Work instructions »
Reformat the data as a Markdown table with the columns Row and Line. Begin at the line containing "Category: turquoise sea water", stop after the line containing "pixel 307 207", and give each non-blank line in that span its own numbered row.

Stored rows »
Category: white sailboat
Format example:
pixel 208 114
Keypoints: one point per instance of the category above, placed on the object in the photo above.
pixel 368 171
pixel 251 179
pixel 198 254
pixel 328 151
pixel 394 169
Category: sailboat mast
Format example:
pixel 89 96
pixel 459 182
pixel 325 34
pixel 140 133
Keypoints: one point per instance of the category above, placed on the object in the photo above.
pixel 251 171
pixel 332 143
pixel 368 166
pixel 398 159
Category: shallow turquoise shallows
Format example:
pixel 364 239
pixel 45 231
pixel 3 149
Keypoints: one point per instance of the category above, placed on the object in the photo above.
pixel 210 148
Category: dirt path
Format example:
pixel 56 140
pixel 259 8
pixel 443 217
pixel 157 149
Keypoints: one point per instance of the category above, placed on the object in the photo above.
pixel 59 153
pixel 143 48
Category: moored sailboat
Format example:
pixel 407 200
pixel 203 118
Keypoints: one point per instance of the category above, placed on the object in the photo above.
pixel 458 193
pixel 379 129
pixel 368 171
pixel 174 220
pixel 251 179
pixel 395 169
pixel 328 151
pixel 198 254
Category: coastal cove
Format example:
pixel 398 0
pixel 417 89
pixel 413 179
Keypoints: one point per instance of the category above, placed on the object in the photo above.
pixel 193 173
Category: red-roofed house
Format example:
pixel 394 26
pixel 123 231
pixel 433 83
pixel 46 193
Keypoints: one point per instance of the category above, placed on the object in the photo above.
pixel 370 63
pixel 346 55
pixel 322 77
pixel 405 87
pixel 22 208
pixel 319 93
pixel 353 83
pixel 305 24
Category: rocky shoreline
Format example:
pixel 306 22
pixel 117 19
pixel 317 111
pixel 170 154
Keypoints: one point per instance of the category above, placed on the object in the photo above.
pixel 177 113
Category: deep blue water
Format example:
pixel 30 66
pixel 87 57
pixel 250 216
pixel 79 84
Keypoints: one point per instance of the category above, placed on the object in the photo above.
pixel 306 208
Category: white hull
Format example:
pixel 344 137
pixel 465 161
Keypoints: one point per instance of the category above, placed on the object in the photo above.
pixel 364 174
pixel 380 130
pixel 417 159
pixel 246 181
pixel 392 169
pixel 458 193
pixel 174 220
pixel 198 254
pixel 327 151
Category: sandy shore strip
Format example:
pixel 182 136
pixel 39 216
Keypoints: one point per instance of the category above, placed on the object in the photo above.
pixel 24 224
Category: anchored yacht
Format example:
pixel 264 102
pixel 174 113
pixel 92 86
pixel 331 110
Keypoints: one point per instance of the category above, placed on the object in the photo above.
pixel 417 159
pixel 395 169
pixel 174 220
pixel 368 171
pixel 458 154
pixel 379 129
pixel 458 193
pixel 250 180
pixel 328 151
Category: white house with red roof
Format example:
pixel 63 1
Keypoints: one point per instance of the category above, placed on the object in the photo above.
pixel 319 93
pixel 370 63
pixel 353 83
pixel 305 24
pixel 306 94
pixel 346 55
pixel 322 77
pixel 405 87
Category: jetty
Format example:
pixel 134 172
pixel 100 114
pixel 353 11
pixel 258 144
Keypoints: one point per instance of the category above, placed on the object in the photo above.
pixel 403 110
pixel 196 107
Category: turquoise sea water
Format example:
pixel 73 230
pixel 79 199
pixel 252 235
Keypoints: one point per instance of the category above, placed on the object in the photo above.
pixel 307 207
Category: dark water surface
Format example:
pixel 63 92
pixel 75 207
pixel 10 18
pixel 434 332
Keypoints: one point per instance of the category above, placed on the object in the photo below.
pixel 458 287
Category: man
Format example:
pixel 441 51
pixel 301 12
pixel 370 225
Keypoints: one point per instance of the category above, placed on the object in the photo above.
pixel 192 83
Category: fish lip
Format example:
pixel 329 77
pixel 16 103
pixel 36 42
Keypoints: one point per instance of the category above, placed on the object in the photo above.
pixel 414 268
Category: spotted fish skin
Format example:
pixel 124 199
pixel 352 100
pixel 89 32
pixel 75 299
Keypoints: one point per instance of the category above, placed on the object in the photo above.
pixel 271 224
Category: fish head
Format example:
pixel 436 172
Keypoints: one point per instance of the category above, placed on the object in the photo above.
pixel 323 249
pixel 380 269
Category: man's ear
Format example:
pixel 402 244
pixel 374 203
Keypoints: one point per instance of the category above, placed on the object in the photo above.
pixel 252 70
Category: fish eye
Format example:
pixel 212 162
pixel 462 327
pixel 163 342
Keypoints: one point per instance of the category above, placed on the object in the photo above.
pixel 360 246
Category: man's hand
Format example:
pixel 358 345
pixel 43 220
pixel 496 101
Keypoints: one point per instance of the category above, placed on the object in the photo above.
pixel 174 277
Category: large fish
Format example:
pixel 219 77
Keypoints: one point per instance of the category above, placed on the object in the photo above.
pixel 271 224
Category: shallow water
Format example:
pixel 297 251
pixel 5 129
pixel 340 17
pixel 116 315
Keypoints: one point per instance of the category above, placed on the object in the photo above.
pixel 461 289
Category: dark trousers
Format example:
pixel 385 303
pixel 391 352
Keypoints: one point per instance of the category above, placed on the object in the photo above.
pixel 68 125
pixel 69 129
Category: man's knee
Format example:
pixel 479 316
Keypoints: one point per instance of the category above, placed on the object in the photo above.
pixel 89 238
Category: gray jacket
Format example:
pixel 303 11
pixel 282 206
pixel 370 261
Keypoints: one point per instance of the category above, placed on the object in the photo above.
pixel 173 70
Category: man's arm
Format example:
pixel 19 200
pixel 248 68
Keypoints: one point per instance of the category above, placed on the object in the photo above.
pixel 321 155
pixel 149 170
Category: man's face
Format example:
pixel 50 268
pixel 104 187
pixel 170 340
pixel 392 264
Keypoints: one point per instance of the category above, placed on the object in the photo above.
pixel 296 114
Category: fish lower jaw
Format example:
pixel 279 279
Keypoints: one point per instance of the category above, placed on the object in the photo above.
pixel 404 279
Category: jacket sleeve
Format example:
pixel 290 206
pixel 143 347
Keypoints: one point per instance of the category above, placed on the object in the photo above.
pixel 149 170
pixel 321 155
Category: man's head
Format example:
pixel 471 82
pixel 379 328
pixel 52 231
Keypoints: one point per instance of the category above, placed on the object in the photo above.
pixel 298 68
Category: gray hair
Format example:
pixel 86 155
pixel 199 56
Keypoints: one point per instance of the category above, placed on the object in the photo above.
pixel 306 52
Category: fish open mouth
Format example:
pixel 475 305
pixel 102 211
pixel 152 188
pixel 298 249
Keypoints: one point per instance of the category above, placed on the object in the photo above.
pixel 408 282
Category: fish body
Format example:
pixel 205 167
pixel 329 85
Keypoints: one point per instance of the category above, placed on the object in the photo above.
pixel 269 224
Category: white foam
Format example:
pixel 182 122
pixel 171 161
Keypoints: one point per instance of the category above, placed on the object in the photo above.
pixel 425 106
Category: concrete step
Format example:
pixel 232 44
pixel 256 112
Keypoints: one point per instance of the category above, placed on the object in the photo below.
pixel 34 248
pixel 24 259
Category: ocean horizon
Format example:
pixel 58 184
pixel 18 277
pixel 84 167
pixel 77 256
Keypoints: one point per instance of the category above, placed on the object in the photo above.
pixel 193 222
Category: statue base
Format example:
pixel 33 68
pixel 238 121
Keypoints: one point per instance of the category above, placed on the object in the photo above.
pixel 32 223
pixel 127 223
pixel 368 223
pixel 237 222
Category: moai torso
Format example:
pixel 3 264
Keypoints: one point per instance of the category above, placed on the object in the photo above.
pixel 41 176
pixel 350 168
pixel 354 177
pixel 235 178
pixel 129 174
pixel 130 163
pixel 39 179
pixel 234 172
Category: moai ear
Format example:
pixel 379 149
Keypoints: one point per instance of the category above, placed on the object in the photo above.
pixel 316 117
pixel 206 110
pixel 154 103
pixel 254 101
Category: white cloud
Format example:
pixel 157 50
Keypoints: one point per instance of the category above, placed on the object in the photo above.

Task response »
| Row | Line |
|---|---|
| 1 | Category: turquoise sea water |
| 2 | Format example: |
| 3 | pixel 73 230 |
| 4 | pixel 79 199 |
| 5 | pixel 252 235 |
| 6 | Keypoints: one point per instance of the category above, placed on the object in the photo above. |
| 7 | pixel 307 207 |